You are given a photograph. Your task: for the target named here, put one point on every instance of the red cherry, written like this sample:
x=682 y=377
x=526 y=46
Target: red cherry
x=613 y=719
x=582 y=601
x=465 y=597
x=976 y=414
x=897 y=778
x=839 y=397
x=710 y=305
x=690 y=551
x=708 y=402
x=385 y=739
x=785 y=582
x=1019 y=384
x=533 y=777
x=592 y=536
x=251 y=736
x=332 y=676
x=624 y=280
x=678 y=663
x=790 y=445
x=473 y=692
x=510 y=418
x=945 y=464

##########

— DIRECTIVE —
Reproduce the listing above, substituting "ripe cherry" for every occurrence of "red cherry" and leaving everything else unchanged.

— CORRECT RESPONSE —
You are given a photograph. Your task: for the target named here, put one point on every instance of the ripe cherry, written like this sample:
x=682 y=377
x=526 y=46
Target: ripe cherry
x=613 y=719
x=582 y=601
x=465 y=597
x=976 y=414
x=897 y=778
x=839 y=397
x=710 y=305
x=690 y=551
x=708 y=402
x=385 y=739
x=785 y=582
x=1019 y=384
x=533 y=777
x=592 y=536
x=251 y=736
x=332 y=676
x=624 y=280
x=678 y=663
x=790 y=445
x=473 y=692
x=510 y=418
x=945 y=464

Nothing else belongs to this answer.